Records for this task >>
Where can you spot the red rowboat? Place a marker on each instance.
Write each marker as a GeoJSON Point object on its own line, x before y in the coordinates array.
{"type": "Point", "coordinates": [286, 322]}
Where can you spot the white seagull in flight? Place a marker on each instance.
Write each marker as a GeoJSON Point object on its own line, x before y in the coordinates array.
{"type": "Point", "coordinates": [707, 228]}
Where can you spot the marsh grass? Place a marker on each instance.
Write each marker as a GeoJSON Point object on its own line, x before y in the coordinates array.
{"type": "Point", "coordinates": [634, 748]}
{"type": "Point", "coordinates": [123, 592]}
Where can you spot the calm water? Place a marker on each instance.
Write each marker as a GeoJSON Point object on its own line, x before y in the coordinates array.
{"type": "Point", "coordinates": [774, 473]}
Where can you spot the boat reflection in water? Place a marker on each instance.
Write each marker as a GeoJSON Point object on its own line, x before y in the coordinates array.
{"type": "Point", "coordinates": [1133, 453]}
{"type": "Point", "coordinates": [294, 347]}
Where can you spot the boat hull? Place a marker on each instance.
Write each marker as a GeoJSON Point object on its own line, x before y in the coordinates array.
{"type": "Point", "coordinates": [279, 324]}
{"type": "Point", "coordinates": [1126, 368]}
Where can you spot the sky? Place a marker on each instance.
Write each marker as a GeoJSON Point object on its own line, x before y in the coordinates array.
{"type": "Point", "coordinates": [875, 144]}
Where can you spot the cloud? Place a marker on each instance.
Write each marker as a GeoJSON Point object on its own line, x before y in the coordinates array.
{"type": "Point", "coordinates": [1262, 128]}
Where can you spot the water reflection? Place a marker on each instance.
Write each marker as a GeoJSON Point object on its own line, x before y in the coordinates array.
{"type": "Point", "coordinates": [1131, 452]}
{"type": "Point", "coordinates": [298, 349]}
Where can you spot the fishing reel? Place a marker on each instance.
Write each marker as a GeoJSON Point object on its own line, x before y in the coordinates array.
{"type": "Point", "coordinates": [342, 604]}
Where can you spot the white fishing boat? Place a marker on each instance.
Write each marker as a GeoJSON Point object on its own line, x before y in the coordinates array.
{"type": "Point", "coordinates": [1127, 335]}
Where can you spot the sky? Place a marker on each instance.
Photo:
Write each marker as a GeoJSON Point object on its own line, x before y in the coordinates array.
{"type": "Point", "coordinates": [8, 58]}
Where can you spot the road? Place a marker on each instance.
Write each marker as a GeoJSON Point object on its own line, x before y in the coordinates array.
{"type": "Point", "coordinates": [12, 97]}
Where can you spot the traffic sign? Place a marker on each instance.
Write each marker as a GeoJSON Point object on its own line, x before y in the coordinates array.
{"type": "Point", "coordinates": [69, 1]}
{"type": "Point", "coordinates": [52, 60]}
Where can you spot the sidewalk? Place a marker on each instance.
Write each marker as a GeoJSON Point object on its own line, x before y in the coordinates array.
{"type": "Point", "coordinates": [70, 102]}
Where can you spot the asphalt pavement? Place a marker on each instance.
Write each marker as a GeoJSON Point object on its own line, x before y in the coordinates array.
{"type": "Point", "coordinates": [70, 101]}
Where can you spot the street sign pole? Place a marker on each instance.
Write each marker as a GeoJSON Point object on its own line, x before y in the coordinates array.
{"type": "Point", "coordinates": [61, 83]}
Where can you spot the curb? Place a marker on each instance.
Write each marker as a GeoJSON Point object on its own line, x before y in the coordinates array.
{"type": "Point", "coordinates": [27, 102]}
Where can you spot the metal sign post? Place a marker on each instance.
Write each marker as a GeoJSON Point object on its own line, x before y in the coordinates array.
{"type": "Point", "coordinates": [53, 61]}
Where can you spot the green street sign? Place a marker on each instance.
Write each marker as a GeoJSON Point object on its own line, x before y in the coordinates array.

Written request >> Repeat exactly, and only, the lines from the line with "Where can you spot the street" through the end of the listing above, both ends included.

Task response >>
Where can you spot the street sign pole? Place a marker on each instance.
Write each marker as a GeoJSON Point object on its own line, x before y in the coordinates array.
{"type": "Point", "coordinates": [61, 83]}
Where can you spot the curb? Place a marker on each instance.
Write each marker as a GeoJSON Point object on its own line, x before y in the coordinates array.
{"type": "Point", "coordinates": [27, 102]}
Where can you spot the metal sign post? Place a marker on each instance.
Write each marker as a GeoJSON Point object on its own line, x before y in the coordinates array.
{"type": "Point", "coordinates": [53, 61]}
Where can you spot the green street sign? Place a marker on each instance.
Write each marker as a GeoJSON Point object on its own line, x before y in the coordinates array.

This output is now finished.